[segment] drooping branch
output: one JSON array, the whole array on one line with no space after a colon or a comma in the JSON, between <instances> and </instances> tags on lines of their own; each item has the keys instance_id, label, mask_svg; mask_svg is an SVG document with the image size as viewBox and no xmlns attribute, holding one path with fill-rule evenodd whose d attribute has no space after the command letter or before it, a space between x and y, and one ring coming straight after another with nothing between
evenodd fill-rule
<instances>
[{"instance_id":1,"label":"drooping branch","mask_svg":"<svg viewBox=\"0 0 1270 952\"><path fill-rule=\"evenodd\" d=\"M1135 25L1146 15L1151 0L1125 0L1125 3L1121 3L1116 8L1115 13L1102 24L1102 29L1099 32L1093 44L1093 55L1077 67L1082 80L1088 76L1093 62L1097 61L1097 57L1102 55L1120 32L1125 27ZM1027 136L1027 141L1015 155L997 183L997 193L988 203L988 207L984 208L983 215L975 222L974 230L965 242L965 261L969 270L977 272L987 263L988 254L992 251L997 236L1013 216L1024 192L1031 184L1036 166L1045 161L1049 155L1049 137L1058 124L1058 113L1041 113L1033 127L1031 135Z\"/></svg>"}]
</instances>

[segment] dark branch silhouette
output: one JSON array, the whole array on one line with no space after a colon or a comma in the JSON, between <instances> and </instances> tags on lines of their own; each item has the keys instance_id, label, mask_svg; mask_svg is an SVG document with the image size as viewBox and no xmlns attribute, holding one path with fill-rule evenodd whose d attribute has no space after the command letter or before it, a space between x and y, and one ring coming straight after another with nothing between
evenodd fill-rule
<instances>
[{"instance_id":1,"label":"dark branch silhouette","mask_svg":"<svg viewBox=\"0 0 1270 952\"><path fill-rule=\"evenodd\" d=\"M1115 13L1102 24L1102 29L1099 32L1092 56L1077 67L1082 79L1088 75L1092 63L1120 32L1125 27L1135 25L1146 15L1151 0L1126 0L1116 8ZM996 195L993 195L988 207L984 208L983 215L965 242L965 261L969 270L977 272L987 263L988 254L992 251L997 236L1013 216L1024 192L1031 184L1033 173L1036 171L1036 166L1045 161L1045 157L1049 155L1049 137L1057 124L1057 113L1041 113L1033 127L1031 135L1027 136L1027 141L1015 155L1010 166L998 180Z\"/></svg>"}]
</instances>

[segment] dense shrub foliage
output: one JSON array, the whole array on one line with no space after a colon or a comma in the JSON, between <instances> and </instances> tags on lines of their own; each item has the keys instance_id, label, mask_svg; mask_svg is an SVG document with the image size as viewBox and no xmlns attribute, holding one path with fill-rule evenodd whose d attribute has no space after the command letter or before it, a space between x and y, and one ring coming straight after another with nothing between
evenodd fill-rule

———

Exercise objective: Output every line of the rows above as a Markdown table with the columns No. and Line, giving each line a number and leaving out blank lines.

The solution:
| No. | Line |
|---|---|
| 1 | [segment] drooping branch |
| 2 | output: one JSON array, the whole array on one line with no space after a colon or a comma in the JSON, between <instances> and </instances> tags on lines of their own; each item has the keys instance_id, label, mask_svg; mask_svg is an SVG document with the image size as viewBox and no xmlns attribute, holding one path with fill-rule evenodd whose d attribute has no space after the command letter or before it, a space between x and y, and one ring coming straight after another with nothing between |
| 3 | evenodd fill-rule |
| 4 | <instances> |
| 5 | [{"instance_id":1,"label":"drooping branch","mask_svg":"<svg viewBox=\"0 0 1270 952\"><path fill-rule=\"evenodd\" d=\"M1135 25L1146 15L1151 0L1125 0L1125 3L1121 3L1116 8L1115 13L1102 24L1102 29L1099 32L1093 44L1093 55L1077 67L1082 80L1088 76L1093 62L1097 61L1097 57L1102 55L1120 32L1125 27ZM1027 136L1027 141L1015 155L997 183L997 193L988 203L988 207L984 208L983 215L975 222L974 230L965 242L965 261L969 270L977 272L987 263L988 254L992 251L997 236L1013 216L1024 192L1031 184L1036 166L1045 161L1049 155L1049 137L1058 124L1058 113L1041 113L1033 127L1031 135Z\"/></svg>"}] |
| 6 | </instances> |
| 7 | [segment] dark branch silhouette |
| 8 | output: one JSON array, the whole array on one line with no space after a colon or a comma in the JSON, between <instances> and </instances> tags on lines of their own; each item has the keys instance_id, label, mask_svg; mask_svg is an SVG document with the image size as viewBox and no xmlns attribute, holding one path with fill-rule evenodd whose d attribute has no space after the command letter or before it, a space between x and y, and one ring coming straight after another with nothing between |
| 9 | evenodd fill-rule |
| 10 | <instances> |
| 11 | [{"instance_id":1,"label":"dark branch silhouette","mask_svg":"<svg viewBox=\"0 0 1270 952\"><path fill-rule=\"evenodd\" d=\"M1115 13L1102 24L1102 29L1099 32L1092 56L1077 67L1082 79L1088 75L1092 63L1120 32L1125 27L1135 25L1146 15L1151 0L1126 0L1116 8ZM996 195L993 195L988 207L984 208L983 215L965 242L965 261L969 270L977 272L987 263L988 254L992 251L997 236L1013 216L1024 192L1031 184L1033 173L1036 171L1036 166L1045 161L1045 157L1049 155L1049 137L1057 124L1057 113L1041 113L1033 127L1031 135L1027 136L1027 141L1015 155L1010 166L998 180Z\"/></svg>"}] |
| 12 | </instances> |
| 13 | [segment] dense shrub foliage |
| 14 | output: one JSON array, the whole array on one line with no space after a colon or a comma in the JSON, between <instances> and </instances> tags on lines of their own; each item has the keys instance_id, label, mask_svg; mask_svg is an SVG document with the image size as viewBox and no xmlns attribute, holding one path with fill-rule evenodd whose d attribute has no space after the command letter or before it, a space between x and y, and one ring coming straight after another with nothing between |
| 15 | evenodd fill-rule |